(Beginning of INPUT RECORDS)
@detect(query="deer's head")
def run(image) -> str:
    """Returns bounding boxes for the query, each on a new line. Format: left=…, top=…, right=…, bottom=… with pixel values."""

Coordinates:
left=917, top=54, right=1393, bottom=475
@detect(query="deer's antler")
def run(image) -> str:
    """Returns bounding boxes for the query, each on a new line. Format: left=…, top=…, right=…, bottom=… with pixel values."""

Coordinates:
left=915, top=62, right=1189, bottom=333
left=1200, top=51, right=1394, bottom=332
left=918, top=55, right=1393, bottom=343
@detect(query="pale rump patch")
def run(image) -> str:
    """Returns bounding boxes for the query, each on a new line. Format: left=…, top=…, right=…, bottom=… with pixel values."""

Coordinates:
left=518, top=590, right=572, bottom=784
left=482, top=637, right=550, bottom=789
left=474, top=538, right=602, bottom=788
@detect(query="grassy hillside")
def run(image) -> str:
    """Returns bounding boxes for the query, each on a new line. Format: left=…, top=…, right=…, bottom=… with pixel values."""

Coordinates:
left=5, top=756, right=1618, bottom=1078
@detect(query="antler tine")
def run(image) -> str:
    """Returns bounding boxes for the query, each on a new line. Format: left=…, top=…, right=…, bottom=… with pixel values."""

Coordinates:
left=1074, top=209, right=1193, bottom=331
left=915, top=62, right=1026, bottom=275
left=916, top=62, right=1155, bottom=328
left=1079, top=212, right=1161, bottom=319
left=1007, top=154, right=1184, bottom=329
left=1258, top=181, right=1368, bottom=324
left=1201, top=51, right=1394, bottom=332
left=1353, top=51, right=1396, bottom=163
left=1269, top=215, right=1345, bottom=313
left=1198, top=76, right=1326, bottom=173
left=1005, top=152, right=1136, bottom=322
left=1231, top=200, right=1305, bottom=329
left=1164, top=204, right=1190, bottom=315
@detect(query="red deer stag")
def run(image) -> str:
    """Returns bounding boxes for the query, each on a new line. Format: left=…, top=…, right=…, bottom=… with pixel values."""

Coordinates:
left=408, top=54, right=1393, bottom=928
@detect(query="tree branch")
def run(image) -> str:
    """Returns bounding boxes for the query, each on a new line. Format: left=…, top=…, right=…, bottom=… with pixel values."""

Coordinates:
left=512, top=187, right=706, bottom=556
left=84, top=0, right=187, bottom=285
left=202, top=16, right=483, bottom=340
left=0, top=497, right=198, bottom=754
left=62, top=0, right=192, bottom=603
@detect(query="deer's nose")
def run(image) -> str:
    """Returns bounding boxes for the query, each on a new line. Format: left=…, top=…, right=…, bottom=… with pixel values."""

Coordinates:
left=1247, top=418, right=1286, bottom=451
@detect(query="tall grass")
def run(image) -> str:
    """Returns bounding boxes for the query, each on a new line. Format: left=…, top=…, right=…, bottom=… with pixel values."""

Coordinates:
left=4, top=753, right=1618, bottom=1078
(End of INPUT RECORDS)
### PROBLEM REQUIREMENTS
What lines in the data hold the word "antler"? Return them.

### TASK RESPONSE
@detect(query="deer's antler")
@detect(query="antler tine")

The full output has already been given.